_Task prompt:_ Arrange the lines from the one containing "the wooden utility" through the end of the records, both included, as a numbered list, omitting any blank lines.

::: Stored records :::

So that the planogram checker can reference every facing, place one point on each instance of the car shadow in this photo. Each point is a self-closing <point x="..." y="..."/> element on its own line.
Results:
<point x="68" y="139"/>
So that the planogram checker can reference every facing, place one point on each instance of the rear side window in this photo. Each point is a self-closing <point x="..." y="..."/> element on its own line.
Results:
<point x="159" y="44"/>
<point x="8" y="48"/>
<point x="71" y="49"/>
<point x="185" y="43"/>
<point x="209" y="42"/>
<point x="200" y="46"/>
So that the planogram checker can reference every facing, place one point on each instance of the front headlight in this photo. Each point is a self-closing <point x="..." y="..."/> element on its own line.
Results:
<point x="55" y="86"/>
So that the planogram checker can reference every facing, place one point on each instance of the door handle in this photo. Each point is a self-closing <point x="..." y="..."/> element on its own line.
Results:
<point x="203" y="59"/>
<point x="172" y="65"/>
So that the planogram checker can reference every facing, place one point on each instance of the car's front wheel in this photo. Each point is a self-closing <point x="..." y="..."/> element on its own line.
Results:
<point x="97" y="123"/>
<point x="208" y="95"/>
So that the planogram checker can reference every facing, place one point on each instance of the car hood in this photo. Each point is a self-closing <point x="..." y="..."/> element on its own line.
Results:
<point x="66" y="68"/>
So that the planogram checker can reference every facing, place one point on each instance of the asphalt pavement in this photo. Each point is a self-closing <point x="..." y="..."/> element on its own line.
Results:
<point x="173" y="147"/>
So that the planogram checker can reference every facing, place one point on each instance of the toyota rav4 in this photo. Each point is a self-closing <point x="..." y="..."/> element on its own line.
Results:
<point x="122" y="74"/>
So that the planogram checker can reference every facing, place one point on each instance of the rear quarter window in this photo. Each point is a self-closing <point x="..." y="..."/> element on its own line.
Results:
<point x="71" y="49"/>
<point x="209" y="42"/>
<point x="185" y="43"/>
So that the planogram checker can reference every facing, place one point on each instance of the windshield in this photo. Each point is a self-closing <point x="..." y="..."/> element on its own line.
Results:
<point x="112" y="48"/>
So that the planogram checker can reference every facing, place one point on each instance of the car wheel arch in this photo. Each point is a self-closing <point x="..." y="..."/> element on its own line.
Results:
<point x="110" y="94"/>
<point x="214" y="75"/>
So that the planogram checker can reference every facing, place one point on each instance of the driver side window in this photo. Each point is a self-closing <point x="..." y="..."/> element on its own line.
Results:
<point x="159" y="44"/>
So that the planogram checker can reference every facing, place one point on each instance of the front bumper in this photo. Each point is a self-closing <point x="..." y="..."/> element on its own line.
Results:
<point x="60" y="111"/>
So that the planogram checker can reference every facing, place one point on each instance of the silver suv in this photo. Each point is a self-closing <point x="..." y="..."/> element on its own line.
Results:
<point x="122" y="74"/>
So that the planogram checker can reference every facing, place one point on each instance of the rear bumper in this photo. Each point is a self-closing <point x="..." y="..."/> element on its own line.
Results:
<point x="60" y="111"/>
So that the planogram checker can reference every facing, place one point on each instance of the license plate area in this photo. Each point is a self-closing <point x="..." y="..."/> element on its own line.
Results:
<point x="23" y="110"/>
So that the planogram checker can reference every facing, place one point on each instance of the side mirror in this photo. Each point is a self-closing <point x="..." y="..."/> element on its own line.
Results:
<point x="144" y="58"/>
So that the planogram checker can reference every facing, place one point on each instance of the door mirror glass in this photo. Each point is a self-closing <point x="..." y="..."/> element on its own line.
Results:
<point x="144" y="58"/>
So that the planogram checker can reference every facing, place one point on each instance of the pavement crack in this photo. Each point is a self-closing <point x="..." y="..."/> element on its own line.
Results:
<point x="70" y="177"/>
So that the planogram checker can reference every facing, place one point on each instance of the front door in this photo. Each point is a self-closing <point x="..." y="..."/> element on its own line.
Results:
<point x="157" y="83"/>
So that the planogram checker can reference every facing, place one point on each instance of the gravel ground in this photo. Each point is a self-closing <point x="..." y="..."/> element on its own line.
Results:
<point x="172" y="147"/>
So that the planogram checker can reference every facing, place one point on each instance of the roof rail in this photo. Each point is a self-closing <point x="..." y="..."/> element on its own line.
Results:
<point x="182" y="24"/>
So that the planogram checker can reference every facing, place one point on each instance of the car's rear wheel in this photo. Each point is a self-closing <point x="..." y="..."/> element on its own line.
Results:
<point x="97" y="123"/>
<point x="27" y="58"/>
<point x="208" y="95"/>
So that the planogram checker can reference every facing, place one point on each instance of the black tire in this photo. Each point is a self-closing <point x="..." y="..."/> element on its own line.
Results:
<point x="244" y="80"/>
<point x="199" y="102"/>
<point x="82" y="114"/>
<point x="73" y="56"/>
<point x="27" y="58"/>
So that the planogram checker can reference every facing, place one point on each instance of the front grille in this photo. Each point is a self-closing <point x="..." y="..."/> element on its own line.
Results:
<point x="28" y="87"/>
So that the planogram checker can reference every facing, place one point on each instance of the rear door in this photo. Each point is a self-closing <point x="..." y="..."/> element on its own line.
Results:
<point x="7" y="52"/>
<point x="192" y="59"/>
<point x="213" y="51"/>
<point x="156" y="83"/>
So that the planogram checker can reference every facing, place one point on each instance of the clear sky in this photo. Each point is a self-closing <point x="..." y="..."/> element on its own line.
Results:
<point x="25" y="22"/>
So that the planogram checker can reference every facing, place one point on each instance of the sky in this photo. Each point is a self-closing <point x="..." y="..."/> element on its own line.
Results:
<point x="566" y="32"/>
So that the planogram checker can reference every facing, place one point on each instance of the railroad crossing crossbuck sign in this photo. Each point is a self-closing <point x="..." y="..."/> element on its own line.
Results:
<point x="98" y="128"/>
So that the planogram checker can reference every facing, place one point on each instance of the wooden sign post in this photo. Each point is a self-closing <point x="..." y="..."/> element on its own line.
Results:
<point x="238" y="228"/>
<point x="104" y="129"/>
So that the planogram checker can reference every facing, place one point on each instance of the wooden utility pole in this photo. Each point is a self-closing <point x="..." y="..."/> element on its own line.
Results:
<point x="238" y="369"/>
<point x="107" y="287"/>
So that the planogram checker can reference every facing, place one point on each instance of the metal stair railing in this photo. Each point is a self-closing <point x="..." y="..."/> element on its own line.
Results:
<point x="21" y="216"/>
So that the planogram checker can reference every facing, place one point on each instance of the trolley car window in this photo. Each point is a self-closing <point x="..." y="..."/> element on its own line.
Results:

:::

_Response to this task:_
1. So that the planogram checker can reference every facing, place one point on each instance of the wooden utility pole in this photo. Each point is a self-closing <point x="..." y="..."/> element on its own line.
2. Results:
3. <point x="238" y="369"/>
4. <point x="107" y="287"/>
5. So that the planogram checker can reference every facing, place one point on each instance of the metal stair railing in this photo. Each point is a self-closing <point x="..." y="..."/> element on its own line.
6. Results:
7. <point x="21" y="216"/>
8. So that the planogram checker can reference every facing, place one point on each instance of the trolley car window in this photo. Each point is a self-closing <point x="..." y="..."/> element on its own line.
9. Results:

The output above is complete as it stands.